Studio album by Sketch Show
- Released: September 19, 2002
- Genres: Electronica, Glitch Pop
- Labels: avex, cutting edge, daisyworld discs
- Producer: Sketch Show

Sketch Show chronology
|  | Audio Sponge (2002) | Tronika (2003) |

= Audio Sponge =

Audio Sponge is the debut album by the electronica duo Sketch Show.

==Track listing==

| No. | Title | Lyrics | Music | Length |
|---|---|---|---|---|
| 1. | "Turn Turn" | Hosono, Takahashi |  | 4:30 |
| 2. | "Wonderful to Me" | Hosono, Takahashi | Hosono, Ryuichi Sakamoto, Takahashi | 5:36 |
| 3. | "Microtalk" |  |  | 5:01 |
| 4. | "Wilson" | Takahashi |  | 5:16 |
| 5. | "Supreme Secret" | Hosono, Takahashi | Hosono, Sakamoto, Takahashi | 2:59 |
| 6. | "Do You Want to Marry Me" | Corrine Tulipe | Michel Magne | 3:47 |
| 7. | "Gokigen Ikaga 1・2・3" (ごきげんいかがワン・ツゥ・スリー Gokigen Ikaga Wan Tsuu Surī) | Katsuya Kobayashi, Masato Ibu, Moichi Kuwahara | Hosono | 4:12 |
| 8. | "Reform" |  |  | 3:41 |
| 9. | "Flying George" | Takahashi |  | 4:34 |
| 10. | "Turn Down Day" | Dave Blume, Jerry Keller | Blume, Keller | 3:21 |
| 11. | "Return" | Hosono, Takahashi |  | 3:50 |
| 12. | "Theme from A Summer Place" | Mack Discant | Max Steiner | 3:19 |

==Notes==
- Mastered at Sterling Sound, NYC.

Rows of box annotation data:
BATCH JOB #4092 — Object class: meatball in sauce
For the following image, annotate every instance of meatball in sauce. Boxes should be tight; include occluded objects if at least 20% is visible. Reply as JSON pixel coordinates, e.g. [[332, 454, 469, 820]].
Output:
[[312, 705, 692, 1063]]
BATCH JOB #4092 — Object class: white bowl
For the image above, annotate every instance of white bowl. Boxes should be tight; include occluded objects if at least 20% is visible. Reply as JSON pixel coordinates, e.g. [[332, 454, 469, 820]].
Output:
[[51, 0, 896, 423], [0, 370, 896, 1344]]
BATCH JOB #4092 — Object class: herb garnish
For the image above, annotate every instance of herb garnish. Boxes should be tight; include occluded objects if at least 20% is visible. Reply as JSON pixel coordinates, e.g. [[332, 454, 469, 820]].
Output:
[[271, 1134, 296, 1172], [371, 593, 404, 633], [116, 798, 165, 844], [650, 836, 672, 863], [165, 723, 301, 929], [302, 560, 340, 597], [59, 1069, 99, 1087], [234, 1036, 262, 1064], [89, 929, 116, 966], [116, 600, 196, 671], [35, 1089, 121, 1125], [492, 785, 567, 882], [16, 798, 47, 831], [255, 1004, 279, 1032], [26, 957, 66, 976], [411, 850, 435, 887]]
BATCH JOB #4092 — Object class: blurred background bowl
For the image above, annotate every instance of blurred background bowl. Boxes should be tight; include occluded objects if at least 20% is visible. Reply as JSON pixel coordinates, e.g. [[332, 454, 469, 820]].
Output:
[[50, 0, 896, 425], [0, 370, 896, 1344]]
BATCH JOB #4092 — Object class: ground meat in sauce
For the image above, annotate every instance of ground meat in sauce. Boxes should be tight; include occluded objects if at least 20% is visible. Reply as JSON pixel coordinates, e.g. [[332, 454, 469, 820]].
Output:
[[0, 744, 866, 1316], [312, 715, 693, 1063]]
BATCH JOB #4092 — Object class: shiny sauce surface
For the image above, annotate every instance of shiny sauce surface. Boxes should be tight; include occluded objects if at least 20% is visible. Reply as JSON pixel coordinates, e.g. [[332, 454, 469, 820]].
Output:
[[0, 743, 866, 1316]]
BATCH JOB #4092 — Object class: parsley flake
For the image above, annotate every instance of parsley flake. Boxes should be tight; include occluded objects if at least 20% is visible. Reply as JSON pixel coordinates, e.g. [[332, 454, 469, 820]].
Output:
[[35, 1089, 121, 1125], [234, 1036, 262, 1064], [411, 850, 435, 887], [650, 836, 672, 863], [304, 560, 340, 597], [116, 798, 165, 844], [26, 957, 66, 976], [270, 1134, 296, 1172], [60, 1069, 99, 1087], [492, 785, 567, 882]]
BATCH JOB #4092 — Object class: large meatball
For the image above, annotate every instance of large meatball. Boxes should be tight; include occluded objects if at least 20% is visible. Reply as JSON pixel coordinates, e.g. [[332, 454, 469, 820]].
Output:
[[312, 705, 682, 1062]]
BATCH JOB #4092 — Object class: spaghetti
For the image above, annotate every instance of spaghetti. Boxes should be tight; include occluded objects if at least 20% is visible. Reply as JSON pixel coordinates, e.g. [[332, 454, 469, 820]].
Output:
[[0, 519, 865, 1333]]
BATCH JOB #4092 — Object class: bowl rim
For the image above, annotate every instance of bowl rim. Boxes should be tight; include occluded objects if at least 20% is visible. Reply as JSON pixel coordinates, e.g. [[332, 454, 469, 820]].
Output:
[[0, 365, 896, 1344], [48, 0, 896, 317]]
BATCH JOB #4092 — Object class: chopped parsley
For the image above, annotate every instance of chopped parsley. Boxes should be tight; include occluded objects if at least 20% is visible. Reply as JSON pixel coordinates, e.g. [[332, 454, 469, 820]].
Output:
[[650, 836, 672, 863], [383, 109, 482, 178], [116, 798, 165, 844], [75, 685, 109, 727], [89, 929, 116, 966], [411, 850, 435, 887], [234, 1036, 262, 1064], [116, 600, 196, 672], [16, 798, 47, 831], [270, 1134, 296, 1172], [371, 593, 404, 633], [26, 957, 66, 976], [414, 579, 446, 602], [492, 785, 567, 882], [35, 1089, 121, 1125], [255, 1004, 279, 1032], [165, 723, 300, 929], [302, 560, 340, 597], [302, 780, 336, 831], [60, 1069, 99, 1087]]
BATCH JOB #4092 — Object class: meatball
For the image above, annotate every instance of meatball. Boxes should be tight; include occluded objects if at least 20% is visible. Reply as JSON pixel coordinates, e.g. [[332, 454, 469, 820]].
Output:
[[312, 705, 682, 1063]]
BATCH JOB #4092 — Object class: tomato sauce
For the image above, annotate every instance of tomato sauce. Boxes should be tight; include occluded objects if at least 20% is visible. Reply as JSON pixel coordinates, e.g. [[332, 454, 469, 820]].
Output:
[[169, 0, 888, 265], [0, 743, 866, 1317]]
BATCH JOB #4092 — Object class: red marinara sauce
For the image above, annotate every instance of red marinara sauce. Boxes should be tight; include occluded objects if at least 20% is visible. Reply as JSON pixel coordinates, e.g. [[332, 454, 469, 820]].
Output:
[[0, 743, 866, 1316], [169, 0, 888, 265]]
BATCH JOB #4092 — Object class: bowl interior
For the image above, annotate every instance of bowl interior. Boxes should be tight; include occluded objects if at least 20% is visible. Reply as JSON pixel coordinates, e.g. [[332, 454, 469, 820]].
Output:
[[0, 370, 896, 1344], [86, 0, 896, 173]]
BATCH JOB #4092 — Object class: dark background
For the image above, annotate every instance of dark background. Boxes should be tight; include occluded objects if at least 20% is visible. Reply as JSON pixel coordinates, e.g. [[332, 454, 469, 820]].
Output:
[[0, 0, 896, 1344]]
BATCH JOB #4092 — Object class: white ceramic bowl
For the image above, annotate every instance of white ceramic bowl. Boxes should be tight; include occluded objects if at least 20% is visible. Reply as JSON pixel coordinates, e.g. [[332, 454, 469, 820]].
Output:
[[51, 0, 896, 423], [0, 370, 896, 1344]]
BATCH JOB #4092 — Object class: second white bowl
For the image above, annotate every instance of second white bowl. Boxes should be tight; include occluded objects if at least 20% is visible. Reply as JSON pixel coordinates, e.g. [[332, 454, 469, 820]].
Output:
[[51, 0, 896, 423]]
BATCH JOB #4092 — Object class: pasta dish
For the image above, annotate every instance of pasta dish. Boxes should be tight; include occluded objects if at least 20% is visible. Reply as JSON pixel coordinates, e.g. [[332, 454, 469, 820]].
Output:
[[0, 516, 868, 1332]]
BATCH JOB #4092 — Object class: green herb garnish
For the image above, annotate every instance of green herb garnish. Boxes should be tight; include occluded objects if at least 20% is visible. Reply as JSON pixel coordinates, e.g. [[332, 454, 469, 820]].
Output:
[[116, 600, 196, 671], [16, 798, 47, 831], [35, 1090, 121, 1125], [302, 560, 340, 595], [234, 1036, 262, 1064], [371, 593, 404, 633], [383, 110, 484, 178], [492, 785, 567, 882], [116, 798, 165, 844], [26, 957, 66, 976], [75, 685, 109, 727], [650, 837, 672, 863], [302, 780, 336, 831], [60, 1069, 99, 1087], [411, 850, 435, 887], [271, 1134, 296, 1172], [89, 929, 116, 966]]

» **WRITTEN INSTRUCTION**:
Continue the Audio Sponge album article, picking up after its last line.

» **RESPONSE FOR THIS EXERCISE**:
- "Gokigen Ikaga 1・2・3" is similar to the Blondie song "Rapture". It was originally released on Snakeman Show's self-titled album (being broadcast during their radio show), titled (咲坂と桃内のごきげんいかがワン・ツゥ・スリー, Sakisaka to Momonai no Gokigen Ikaga One Two Three), with the performer credited as You an' Me Orgasmus Orchestra (ユー・アンド・ミー・オルガスムス・オーケストラ, Yū ando Mī Orugasumusu Ōkesutora) (Snakeman Show on vocals, with Hosono on instruments).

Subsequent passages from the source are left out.